SET PROBLEM A :: Could you retype the labeling records that follow the loan article line for line, leaving out the picture?

-- begin PASSAGE GIVEN --

Loan to Business Entity Homeowner Struck Down
As most readers know, loans to business entities, such as corporations and limited liability companies, are exempt from nearly all consumer protection statutes, including the Federal Truth-in-Lending Act, Real Estate Settlement Procedures Act, Safe Act and California High Cost Law contained in Financial Code Sections 4970 and 4995. However, we have always advised that the business entity borrower must be a “bona fide” business endeavor for the exemption to apply.
The doctrine of form over substance is alive and well. In a November 27, 2019 case from a Michigan Federal Court, Rau v. Calvert Investments, LLC (Citation), Calvert Investments, LLC made a mortgage loan to Rau to purchase a new home. Rau alleges that Calvert knew that the property was to be used as Rau’s primary residence, and despite that knowledge, Calvert required Rau to form a limited liability company to take title and to provide a mortgage loan from Calvert. Rau personally guaranteed the loan.

-- end PASSAGE GIVEN --
-- begin WORKING DATA --

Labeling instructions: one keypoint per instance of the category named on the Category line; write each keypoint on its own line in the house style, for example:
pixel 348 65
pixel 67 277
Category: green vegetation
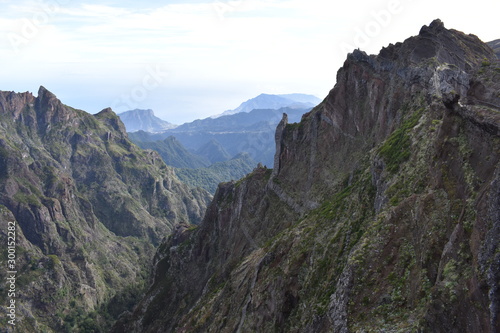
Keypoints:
pixel 209 178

-- end WORKING DATA --

SET PROBLEM B :: In two sentences, how would you sum up the piece on the loan to a business entity homeowner?

CORRECT RESPONSE A ::
Labeling instructions: one keypoint per instance of the category named on the Category line; write each keypoint on its own line in the house style, for example:
pixel 348 65
pixel 67 277
Category: green vegetation
Keypoints:
pixel 209 178

CORRECT RESPONSE B :: Loans to business entities such as corporations and limited liability companies are exempt from nearly all consumer protection statutes, but the article advises that the borrower must be a bona fide business endeavor for the exemption to apply. In Rau v. Calvert Investments, LLC, a November 27, 2019 Michigan federal case, Rau alleges that Calvert knew the home would be Rau's primary residence yet required Rau to form a limited liability company to take title and receive the loan, which Rau personally guaranteed.